- _Document extract_:
......

State Republicans seek weakening of clean energy rules

A Senate committee chairman concedes that Gov. Inslee would veto one of his ideas. But the GOP hopes to build momentum to roll back a voter-approved initiative's requirements eventually.
Crosscut archive image.

Young's Creek

A Senate committee chairman concedes that Gov. Inslee would veto one of his ideas. But the GOP hopes to build momentum to roll back a voter-approved initiative's requirements eventually.

Efforts to retreat on state clean energy measures brought high-energy testimony from industry supporters on Tuesday.

Testimony for two Senate bills aimed at easing clean energy requirements enshrined in a 2006 initiative spilled over Tuesday, running so long that testimony for a third had to be postponed.

All three take aim at requirements for power companies in Washington to get part of their energy from renewable sources by 2020. Washington voters passed the requirements, designed to take effect gradually, in the form of 2006 Initiative 937. While none of the three scheduled for Tuesday proposed changing the timeline itself, all three proposed widening how power companies could meet the clean energy requirements.

......

- _Records provided_:
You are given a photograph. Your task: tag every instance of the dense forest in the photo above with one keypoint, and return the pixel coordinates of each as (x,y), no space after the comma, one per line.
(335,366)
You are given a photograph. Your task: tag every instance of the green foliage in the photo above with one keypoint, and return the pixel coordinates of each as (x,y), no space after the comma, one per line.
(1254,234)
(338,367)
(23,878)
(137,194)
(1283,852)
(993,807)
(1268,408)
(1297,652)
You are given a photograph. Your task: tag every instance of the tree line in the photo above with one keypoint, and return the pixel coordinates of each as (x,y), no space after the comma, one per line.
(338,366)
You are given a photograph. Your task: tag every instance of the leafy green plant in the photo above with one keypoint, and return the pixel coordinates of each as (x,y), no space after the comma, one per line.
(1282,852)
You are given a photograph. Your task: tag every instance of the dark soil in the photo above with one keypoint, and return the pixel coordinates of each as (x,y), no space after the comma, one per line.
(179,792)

......

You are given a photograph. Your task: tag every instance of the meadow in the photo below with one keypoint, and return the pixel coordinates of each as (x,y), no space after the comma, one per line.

......

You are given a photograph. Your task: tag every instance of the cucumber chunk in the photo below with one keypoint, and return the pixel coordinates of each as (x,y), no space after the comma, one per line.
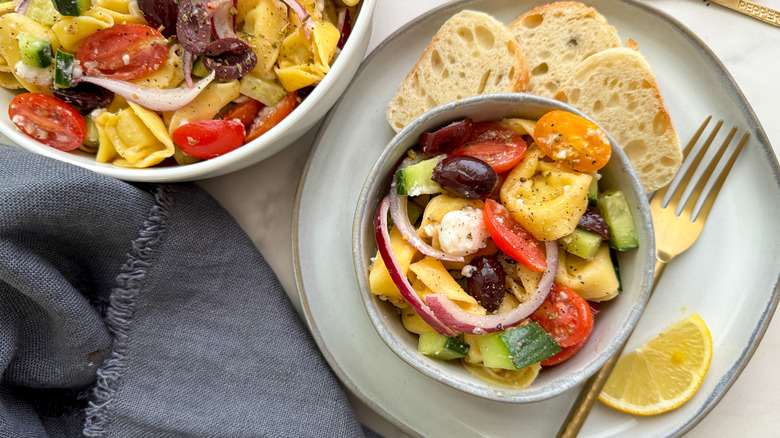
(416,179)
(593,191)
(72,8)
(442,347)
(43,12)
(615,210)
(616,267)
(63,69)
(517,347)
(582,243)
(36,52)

......

- _What you need to do_:
(a) Repeat the clean energy article word for word, from "State Republicans seek" through "Crosscut archive image.", inclusive.
(b) Gather every line of the records that contains the string "green", matching case exactly.

- _Task answers_:
(a)
State Republicans seek weakening of clean energy rules

A Senate committee chairman concedes that Gov. Inslee would veto one of his ideas. But the GOP hopes to build momentum to roll back a voter-approved initiative's requirements eventually.
Crosscut archive image.

(b)
You are given a photograph. Your task: tag every instance of the green foliage in the photo above with one keypoint, and return the pixel coordinates of each as (x,y), no space after the comma, one per line.
You are given a photograph. Your task: tag every instance of the leafy green plant in the photo above with one keypoint, and return the pixel coordinates of each as (x,y), no space after the comma, one per line.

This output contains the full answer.